Problem: Leave out the pictures and return every entry exactly as it appears.

[Named object pointing entries]
************

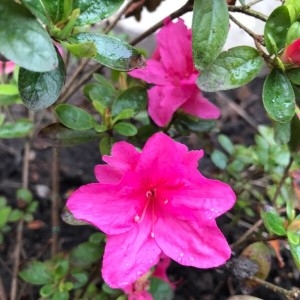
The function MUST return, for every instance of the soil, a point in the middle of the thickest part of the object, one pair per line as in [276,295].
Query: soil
[76,168]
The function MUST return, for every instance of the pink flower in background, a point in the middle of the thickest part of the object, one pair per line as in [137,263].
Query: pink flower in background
[291,54]
[173,74]
[9,67]
[151,203]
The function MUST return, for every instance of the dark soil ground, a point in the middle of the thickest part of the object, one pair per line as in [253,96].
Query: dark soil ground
[76,166]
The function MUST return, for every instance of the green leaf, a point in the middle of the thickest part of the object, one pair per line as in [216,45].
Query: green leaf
[219,159]
[276,29]
[279,97]
[160,290]
[74,117]
[40,90]
[20,128]
[57,135]
[282,133]
[134,98]
[273,222]
[8,89]
[111,52]
[87,49]
[37,273]
[92,11]
[231,69]
[210,27]
[125,128]
[23,40]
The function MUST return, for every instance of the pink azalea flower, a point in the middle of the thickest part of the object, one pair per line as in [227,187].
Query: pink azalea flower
[9,67]
[291,54]
[173,74]
[153,202]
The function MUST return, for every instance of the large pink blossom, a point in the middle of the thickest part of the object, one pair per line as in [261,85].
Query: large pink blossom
[153,202]
[173,74]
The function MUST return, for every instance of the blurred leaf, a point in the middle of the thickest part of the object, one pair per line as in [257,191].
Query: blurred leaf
[274,31]
[219,159]
[273,222]
[21,128]
[92,11]
[57,135]
[41,90]
[126,129]
[111,52]
[29,45]
[74,117]
[231,69]
[279,97]
[160,290]
[210,27]
[37,273]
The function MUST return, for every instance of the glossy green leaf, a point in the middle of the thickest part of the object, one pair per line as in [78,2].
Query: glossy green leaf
[273,222]
[74,117]
[92,11]
[57,135]
[210,27]
[40,90]
[134,98]
[231,69]
[279,97]
[276,29]
[20,128]
[29,44]
[37,273]
[282,133]
[87,49]
[112,52]
[125,128]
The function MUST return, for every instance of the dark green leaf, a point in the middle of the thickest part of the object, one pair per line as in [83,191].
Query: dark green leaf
[273,222]
[282,133]
[57,135]
[160,290]
[92,11]
[20,128]
[276,29]
[210,27]
[74,117]
[231,69]
[112,52]
[126,129]
[279,97]
[37,273]
[134,98]
[40,90]
[23,40]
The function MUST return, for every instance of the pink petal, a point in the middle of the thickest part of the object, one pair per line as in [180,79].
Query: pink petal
[164,101]
[107,174]
[124,157]
[104,207]
[175,48]
[199,106]
[154,72]
[200,245]
[129,255]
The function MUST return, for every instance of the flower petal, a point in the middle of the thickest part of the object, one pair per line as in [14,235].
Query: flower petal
[104,207]
[199,106]
[200,245]
[130,255]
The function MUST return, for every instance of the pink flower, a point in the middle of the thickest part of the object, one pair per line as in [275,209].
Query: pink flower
[172,71]
[153,202]
[8,67]
[291,54]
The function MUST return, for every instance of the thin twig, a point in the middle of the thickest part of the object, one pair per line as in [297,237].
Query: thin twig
[55,202]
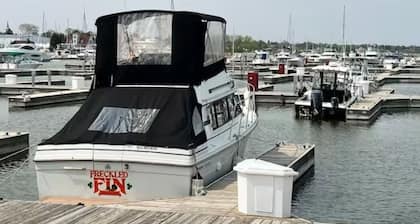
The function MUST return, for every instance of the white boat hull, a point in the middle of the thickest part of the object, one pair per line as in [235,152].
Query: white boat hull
[115,180]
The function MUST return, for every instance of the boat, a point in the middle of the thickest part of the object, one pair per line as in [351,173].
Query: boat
[24,49]
[391,61]
[262,58]
[329,55]
[283,56]
[19,63]
[372,57]
[163,117]
[329,96]
[311,58]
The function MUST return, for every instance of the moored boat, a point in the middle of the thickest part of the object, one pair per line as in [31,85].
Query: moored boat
[161,114]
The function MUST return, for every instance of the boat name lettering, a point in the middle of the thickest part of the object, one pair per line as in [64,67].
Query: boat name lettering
[108,182]
[108,173]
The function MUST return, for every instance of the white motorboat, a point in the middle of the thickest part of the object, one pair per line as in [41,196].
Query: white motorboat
[312,58]
[329,55]
[372,57]
[391,61]
[24,49]
[262,58]
[159,117]
[283,56]
[329,96]
[19,63]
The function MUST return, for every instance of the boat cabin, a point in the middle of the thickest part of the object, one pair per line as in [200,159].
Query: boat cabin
[147,65]
[332,81]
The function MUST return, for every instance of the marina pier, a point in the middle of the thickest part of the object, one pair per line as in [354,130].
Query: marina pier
[217,206]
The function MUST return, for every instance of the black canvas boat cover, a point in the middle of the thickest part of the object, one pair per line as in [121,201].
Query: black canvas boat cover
[162,117]
[158,47]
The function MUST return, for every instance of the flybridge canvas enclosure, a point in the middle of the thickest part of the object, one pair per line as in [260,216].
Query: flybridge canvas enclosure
[161,117]
[158,47]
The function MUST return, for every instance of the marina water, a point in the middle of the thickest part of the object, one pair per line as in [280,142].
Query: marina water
[363,173]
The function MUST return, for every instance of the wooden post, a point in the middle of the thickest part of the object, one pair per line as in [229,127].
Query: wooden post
[33,73]
[49,77]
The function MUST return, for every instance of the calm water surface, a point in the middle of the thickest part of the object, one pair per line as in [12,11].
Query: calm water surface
[363,173]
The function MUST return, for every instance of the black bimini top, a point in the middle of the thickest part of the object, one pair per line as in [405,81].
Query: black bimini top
[160,117]
[158,47]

************

Complete output:
The function MUST return, for every instance of the soil, a point in the middle of the thickest part of the object, one pair per line as in [276,295].
Query: soil
[76,168]
The function MUST return, for every instance of the pink flower in background, a point in the middle of the thickest part of the object, one pair per line as in [137,263].
Query: pink flower in background
[291,54]
[173,74]
[9,67]
[151,203]
The function MUST return, for every instance of the dark soil ground, a point in the middle of the thickest part of the object, one pair per line as in [253,96].
Query: dark soil ground
[76,166]
The function MUST return, for every instance of the green leaf, a point in the middle of the thickest part of the object, one pair per line as in [216,45].
Query: green leaf
[219,159]
[276,29]
[279,97]
[160,290]
[74,117]
[40,90]
[20,128]
[57,135]
[282,133]
[134,98]
[273,222]
[8,89]
[111,52]
[87,49]
[37,273]
[92,11]
[231,69]
[210,27]
[125,128]
[23,40]
The function MUST return, for every instance of the pink azalea flower, a point in the middle of the thickest part of the object, one pair per line as in [227,187].
Query: pink azalea flower
[9,67]
[291,54]
[173,74]
[153,202]
The function MUST return, for every instance of the large pink blossom, a point in the middle of the thickest part of the object, one pair per line as in [261,85].
Query: large pink blossom
[153,202]
[173,74]
The function MUST return, for every instance of the blurred leaf, a point in the middle of the thickest part of the object, one pair per line as in [257,191].
Query: blurred leaf
[274,31]
[219,159]
[273,222]
[21,128]
[92,11]
[57,135]
[41,90]
[126,129]
[111,52]
[29,45]
[74,117]
[231,69]
[279,97]
[160,290]
[210,27]
[37,273]
The function MUST return, for every instance of the glossy green leaf, a point in the middle of the thickest part of the object, one pair per line as in [78,2].
Query: glossy green leaf
[273,222]
[74,117]
[92,11]
[57,135]
[210,27]
[40,90]
[134,98]
[231,69]
[279,97]
[276,29]
[20,128]
[29,44]
[37,273]
[282,133]
[87,49]
[112,52]
[125,128]
The function MUST return, for every instance of the dark green leaf, a point in the middle of the thickest part of the object, one pair per line as in [83,191].
Query: dark green leaf
[273,222]
[282,133]
[57,135]
[160,290]
[92,11]
[20,128]
[276,29]
[210,27]
[74,117]
[231,69]
[112,52]
[126,129]
[279,97]
[37,273]
[134,98]
[40,90]
[23,40]
The function MUST return, for every instance of the pink petal, a point in the middle of the thickest part of the object, one pair per line as in [180,79].
Query: pink petal
[164,101]
[107,174]
[124,157]
[104,207]
[175,48]
[199,106]
[154,72]
[200,245]
[129,255]
The function MUST return, for every instance of the flower petal, a point in the middle of the thickest part of the object, one pair per line as in [14,235].
Query: flower petal
[104,207]
[199,106]
[200,245]
[130,255]
The function MUST return, for every instance of the pink flower, a point in the middle of the thickest part of the object, one pair per line as in [275,209].
Query: pink flower
[172,71]
[153,202]
[8,67]
[291,54]
The function MUST return, for every instance of the thin twig, a point in the middle of the thickest part of the object, one pair per line as in [297,237].
Query: thin twig
[55,202]
The function MUST return, for every instance of the white boat hull, a point in the middle of the thickest part of the object, one pair per line as in [235,152].
Query: white boat hull
[115,180]
The function MUST return, for every instance of the boat, a point in the middle of the thickest part of the object, one pair per line as in [351,173].
Query: boat
[24,49]
[391,61]
[262,58]
[329,55]
[283,56]
[19,63]
[372,57]
[163,117]
[329,96]
[311,58]
The function MUST return, for every instance of the moored boat, a point in the middle of the thickest part of the object, one pair per line as in [31,85].
Query: moored boat
[161,114]
The function MUST return, for every instance of the boat name lettering, a point in the middle of the thickest part of the object, one pair per line as in [64,67].
Query: boat name lettering
[108,182]
[108,173]
The function MUST return, for every instance of the white motorboat, a point in the middle of the thickest part of the object, one pair per line as in [41,196].
Query: white motorboat
[312,58]
[329,55]
[372,57]
[391,61]
[24,49]
[262,58]
[159,117]
[283,56]
[329,96]
[19,63]
The function MUST return, for every instance of the boat cabin, a point in the middle of the thickest part of the object, one pair per line as in [200,159].
Query: boat cabin
[147,65]
[332,81]
The function MUST return, for every instance of the marina pier, a point in the middle of the thickest part of the object, one pair per line as in [354,130].
Query: marina pier
[217,206]
The function MUST return, for every instance of the black canvas boat cover, a point in the middle of the thickest part of the object, one pair per line as in [121,201].
Query: black canvas boat cover
[162,117]
[158,47]
The function MUST return, for every instance of the flybridge canvas enclosure, a point in the middle of the thickest part of the object, one pair per line as in [260,216].
Query: flybridge canvas enclosure
[161,117]
[158,47]
The function MUST return, for every instance of the marina water, a point in the middle of the thickest part of the object, one pair per line as in [280,142].
Query: marina water
[363,173]
The function MUST return, for every instance of the wooden post, a point in the middle of the thickest part of the object, one pair per line as in [229,127].
Query: wooden post
[33,73]
[49,77]
The function MUST return, for every instance of the calm water surface, a point in the middle of the thickest part of the object, one pair per line as in [12,11].
Query: calm water surface
[363,173]
The function MUST return, for every instance of the black bimini top, a point in the middle of the thickest part of the object, one pair per line as in [405,81].
Query: black bimini top
[160,117]
[158,47]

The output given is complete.